_AIM OF THE TASK:_ Continue the notice below on open burning permits in North Attleborough from the point where it ends.

_EXTRACT:_
Open burning season begins Jan. 15 and runs through May 1. A permit is required to open burn in compliance with Massachusetts law.
Burning permits from previous seasons do not carry over from year to year. All residents need to re-apply for a permit online.
Residents can begin applying for a burn permit on Wednesday, Jan. 13, through the Town of North Attleborough’s online permitting process by visiting nattleboro.com/fire. Once on the site, residents should click the online permitting link at the top of the page to be brought to the Viewpoint Cloud Online Permitting Services for the fire department. To register for a permit, residents will need to set up a profile with a username and password. Once completed, they will be able to search for a burning permit and then apply for the permit.
Payments will not be accepted until after the permit has been reviewed and can only be made online using a credit card. During the application and review process, automated messages will be sent by email, keeping residents informed of the application status. Failure to respond to email notifications requesting action(s) will delay the permitting process.
Those having difficulties when applying online can contact the department’s business office at 508-699-0140 ext. 5603.

_SOURCE DATA:_
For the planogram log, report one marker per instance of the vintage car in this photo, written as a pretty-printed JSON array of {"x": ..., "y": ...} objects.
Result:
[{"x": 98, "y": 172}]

_TASK RESULT:_
Once residents receive their permit there will be a phone number on the permit that they must call daily if they want to burn to ensure conditions are safe to burn.
Burning must be done:
- Between 10 a.m. and 4 p.m., from Jan. 15 to May 1
- At least 75 feet from all buildings
- When air quality is acceptable for burning. Each day fire departments will determine whether conditions are safe for open burning. Weather and air quality can change rapidly, especially in the spring, and fire departments can rescind permits when that happens.
- As close as possible to the source of material being burned
Residents are allowed to burn:
- Brush, cane, driftwood and forestry debris (but not from commercial or industrial land clearing)
- Agricultural materials including fruit tree and bush prunings, raspberry stalks, and infected bee hives for disease control
- Trees and brush from agricultural land clearing
- Fungus-infected elm wood, if no other acceptable means of disposal is available
Residents may not burn:
- Brush, trees, cane or driftwood from commercial or industrial land clearing
- Grass, hay, leaves, stumps or tires
- Construction materials or demolition debris
- Household trash
What times are best for open burning?
- Help prevent wildland fires by burning early in the season. Wet and snowy winter conditions help hinder the rapid spread of fire on or under the ground.
- Changing weather conditions and increased fire danger in spring can lead to many days when open burning is not allowed.
- April is usually the worst month for brush fires. When snow recedes, but before new growth emerges, last year’s dead grass, leaves and wood are dangerous tinder. Winds also tend to be strong and unpredictable in April.
For more information on open burning in Massachusetts, visit Mass.gov.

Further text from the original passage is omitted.